- **Consigne**
Reportez à l'identique le passage de l'article sur la viande de cheval commençant par « De la viande de cheval à » et se terminant par « sa réalisation compliquée. ».

- **Extrait de page**
--------------------------------------------------

De la viande de cheval à la soupe populaire ? Si les plats retirés du marché s’avèrent consommables, les associations pourraient les récupérer. L’idée parait sensée mais sa réalisation compliquée.

Par prudence, les distributeurs n’ont encore rien proposé. Par dignité, les associations ne leur ont officiellement rien demandé. Mais tous se demandent ce que vont devenir les tonnes de nourriture surgelée retirées de la vente suite à l’affaire de la viande de cheval. Et certains suggèrent déjà qu’elles finissent dans l’assiette des plus démunis. « Les bénéficiaires et les bénévoles se plaignent souvent de portions trop chiches, estime Marc Castille, porte-parole du Secours Populaire, en récupérant ces lots on pourrait donner plus à plus de monde. »

Encore faudrait-il connaître le volume de nourriture retiré. Les lots incriminés ont été identifiés. Mais la DGCCRF (Direction générale de la concurrence, de la consommation et de la répression des fraudes), comme les distributeurs, refusent de communiquer sur la quantité de nourriture concernée en France. On sait seulement qu’à l’échelle européenne 4,5 millions de plats ont été vendus dans 13 pays depuis 2009.

« On ne veut pas faire rêver les gens »

Chez Picard, on veut bien glisser qu’entre 4 000 et 5 000 barquettes ont été retirées des bacs de surgelés. Un chiffre partiel qui oublie les produits stockés dans les entrepôts. Sur le volume total, le spécialiste du surgelé garde lui aussi le mystère. « On ne veut pas faire rêver les gens qui veulent récupérer cette nourriture alors qu’elle sera peut-être détruite », se justifie François d’Oléon, chargé de communication pour le groupe. Interrogés sur le devenir de ces aliments, Casino, Auchan et les autres enseignes concernées ne nous ont pas non plus répondu.

--------------------------------------------------

- **Données sources**

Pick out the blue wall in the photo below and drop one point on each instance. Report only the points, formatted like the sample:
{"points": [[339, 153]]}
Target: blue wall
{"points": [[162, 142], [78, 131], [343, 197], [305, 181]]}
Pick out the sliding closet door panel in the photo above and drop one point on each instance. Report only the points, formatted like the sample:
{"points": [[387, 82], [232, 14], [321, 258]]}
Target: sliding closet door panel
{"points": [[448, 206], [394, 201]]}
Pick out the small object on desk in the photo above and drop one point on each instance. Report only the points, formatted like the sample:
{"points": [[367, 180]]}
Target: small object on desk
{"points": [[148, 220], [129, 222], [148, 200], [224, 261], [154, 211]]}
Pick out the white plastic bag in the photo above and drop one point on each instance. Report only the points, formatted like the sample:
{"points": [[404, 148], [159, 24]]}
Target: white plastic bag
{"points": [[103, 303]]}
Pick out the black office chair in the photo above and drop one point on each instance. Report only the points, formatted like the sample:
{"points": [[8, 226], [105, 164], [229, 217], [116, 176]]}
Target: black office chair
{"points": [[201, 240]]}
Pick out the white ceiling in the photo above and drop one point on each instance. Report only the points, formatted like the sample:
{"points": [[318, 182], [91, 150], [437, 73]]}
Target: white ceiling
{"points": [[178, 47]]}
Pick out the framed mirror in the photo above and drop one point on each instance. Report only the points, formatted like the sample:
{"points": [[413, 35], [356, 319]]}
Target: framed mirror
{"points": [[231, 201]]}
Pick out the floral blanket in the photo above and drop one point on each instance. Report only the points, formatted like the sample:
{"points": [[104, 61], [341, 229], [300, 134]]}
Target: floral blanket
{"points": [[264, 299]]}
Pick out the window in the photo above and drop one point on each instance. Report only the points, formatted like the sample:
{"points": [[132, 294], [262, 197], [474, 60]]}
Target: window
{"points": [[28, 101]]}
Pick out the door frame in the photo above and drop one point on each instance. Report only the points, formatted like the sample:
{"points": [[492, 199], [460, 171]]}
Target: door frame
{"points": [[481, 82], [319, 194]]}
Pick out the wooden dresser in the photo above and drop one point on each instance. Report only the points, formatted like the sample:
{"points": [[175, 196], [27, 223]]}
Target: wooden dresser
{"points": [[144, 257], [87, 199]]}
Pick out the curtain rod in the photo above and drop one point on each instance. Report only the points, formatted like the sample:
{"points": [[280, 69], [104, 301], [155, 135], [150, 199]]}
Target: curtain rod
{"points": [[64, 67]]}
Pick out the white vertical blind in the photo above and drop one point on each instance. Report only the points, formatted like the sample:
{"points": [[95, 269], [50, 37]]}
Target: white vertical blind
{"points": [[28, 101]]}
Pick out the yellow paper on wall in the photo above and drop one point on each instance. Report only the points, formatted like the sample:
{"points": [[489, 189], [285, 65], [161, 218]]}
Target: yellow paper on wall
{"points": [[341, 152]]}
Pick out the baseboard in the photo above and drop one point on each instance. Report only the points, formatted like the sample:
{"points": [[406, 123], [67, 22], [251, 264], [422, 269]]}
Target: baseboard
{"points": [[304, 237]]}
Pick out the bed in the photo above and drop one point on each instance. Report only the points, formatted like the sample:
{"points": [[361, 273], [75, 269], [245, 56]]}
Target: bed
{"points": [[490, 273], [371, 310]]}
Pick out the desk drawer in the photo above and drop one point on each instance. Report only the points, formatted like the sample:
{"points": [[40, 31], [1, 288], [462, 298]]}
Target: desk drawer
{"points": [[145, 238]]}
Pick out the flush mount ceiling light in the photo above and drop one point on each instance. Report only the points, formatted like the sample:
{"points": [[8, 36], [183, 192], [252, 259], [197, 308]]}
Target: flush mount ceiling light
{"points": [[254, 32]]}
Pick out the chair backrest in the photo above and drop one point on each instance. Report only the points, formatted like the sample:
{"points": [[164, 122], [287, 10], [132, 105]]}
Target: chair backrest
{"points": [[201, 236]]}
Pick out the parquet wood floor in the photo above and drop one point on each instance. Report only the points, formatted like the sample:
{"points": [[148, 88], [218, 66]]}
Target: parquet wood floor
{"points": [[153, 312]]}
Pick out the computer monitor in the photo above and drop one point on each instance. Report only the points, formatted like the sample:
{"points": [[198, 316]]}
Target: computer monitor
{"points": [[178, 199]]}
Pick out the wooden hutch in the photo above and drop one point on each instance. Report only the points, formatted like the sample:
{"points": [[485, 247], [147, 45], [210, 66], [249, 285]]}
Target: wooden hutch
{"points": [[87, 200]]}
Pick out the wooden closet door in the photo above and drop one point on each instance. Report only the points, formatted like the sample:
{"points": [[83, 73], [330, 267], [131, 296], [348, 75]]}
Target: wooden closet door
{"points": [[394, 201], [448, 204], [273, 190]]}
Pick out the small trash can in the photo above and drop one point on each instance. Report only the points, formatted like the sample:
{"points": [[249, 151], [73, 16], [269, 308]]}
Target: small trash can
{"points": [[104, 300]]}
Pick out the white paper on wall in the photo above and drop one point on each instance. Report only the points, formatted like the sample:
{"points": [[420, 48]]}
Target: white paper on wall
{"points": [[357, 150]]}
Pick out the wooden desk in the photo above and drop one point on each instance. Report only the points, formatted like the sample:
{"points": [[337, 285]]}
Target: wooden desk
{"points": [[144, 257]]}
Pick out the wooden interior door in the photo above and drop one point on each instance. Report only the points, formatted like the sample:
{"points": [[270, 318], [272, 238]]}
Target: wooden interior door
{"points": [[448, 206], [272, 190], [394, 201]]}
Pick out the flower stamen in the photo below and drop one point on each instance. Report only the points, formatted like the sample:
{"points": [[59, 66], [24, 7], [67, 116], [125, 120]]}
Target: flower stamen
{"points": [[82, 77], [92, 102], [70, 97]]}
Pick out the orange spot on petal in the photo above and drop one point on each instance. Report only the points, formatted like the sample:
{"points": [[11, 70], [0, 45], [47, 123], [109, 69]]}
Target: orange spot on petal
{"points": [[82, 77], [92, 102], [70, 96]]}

--------------------------------------------------

- **Sortie attendue**
De la viande de cheval à la soupe populaire ? Si les plats retirés du marché s’avèrent consommables, les associations pourraient les récupérer. L’idée parait sensée mais sa réalisation compliquée.